Copy the passage of the review of The Lodger from "Episode 11, or" to "the runaway TARDIS)." word for word.

**Text extract:**

§

Episode 11, or sometimes 10, is traditionally experimental (to varying degrees of success), with deliberately humble production values and the reduced participation of one or both of the Leads.  It used to be known as the ‘Doctor-less episode’, but in the case of The Lodger, the very reverse is true.  More than any other episode to date, this is ‘The Doctor Show’; to the extent that this week’s ‘alien menace is very much sidelined by what would normally be the ‘B’ plot – the ‘human’ interest story.  Gloriously centre-stage is the Doctor trying to live as ‘an ordinary bloke’ until he can be reunited with the two significant others in his life (both making as much noise as each other during Amy’s brief but loud scenes in the runaway TARDIS).

This is a rich seam which Gareth Roberts exploits well for its comedic value, bringing back the soccer stardom and electric toothbrush/sonic screwdriver confusion of his original comic strip.  The episode itself is a refreshingly fun take on the Human Nature/Family of Blood scenario, making an episode-long gag of the Doctor’s attempts to be human. It’s a strong enough idea to have supported entire series in the past, from My Favourite Martian to Mork and Mindy and beyond, and very few tricks are missed here.    I really should stop making comparisons with David Tennant, but the tenth Doctor, who fell in love at least three times and even became homo sapiens briefly, was by far the most human, whereas Matt Smith is very much continuing the legacy of Tom Baker, who felt duty-bound to constantly surprise the audience with the Doctor’s alien-ness. The Lodger is a tour-de-force for Matt Smith and his unpredictable, increasingly delightful performance.

The eleventh Doctor completely misses the minutiae of human society: air-kissing everyone he meets and un-self-consciously regurgitating wine (disgustingness is a recent trait, apparently) but he sees straight to the heart of the larger, more important issues.  The Doctor immediately understands Craig’s relationship dilemma, when to let a difficult customer go and even how to inspire Sophie to follow her dream.  Perhaps if Rusty was still holding the reigns he’d find a way to create another spin-off series – ‘Matt about the House’, anyone?

But being Doctor Who there is also an alien threat to be dealt with, lurking at the top of Craig’s stairs. Passers-by anxiously climbing towards that flickering, buzzing room is a nightmarish image, reminiscent of a carnivorous plant luring insects into its lethal clutches, but its power becomes a little diminished after the third or fourth repetition.  This time the menace is of the non-adversarial kind, a mechanism blindly carrying out its programming in the way that Moffat often employs in his stories.  Visually, it’s nice to see echoes of the TV Movie, and given Amy’s ‘contribution’ to this story it’s appropriate that another scene featuring lots of sparks and shouting should also take place on a set which looks like a TARDIS.

The Lodger is ultimately a warm, happy and extremely funny episode (wouldn’t The Three Doctors have been so much more amusing if the eleventh’s method of psychically imparting information had been used back then?  I don’t doubt Troughton and Pertwee would have risen magnificently to the occasion).  This script is a Godsend for Matt Smith and he seems to know it, pitching every nuance, line and gesture perfectly.  And he can even talk to cats – the Doctor rocks, indeed!

Garnished with nods to the past reaching as far back as The Time Monster (I’ll resist making a list, but do have to mention ‘Jubilee Pizzas’) and topped with the third ‘past Doctors roll call’ this year, The Lodger is an extremely satisfying entrée to savour before the colossal main course and dessert arriving next.

§

**Data block:**
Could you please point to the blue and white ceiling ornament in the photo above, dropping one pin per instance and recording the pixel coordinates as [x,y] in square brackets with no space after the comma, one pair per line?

§

**The result:**
Episode 11, or sometimes 10, is traditionally experimental (to varying degrees of success), with deliberately humble production values and the reduced participation of one or both of the Leads.  It used to be known as the ‘Doctor-less episode’, but in the case of The Lodger, the very reverse is true.  More than any other episode to date, this is ‘The Doctor Show’; to the extent that this week’s ‘alien menace is very much sidelined by what would normally be the ‘B’ plot – the ‘human’ interest story.  Gloriously centre-stage is the Doctor trying to live as ‘an ordinary bloke’ until he can be reunited with the two significant others in his life (both making as much noise as each other during Amy’s brief but loud scenes in the runaway TARDIS).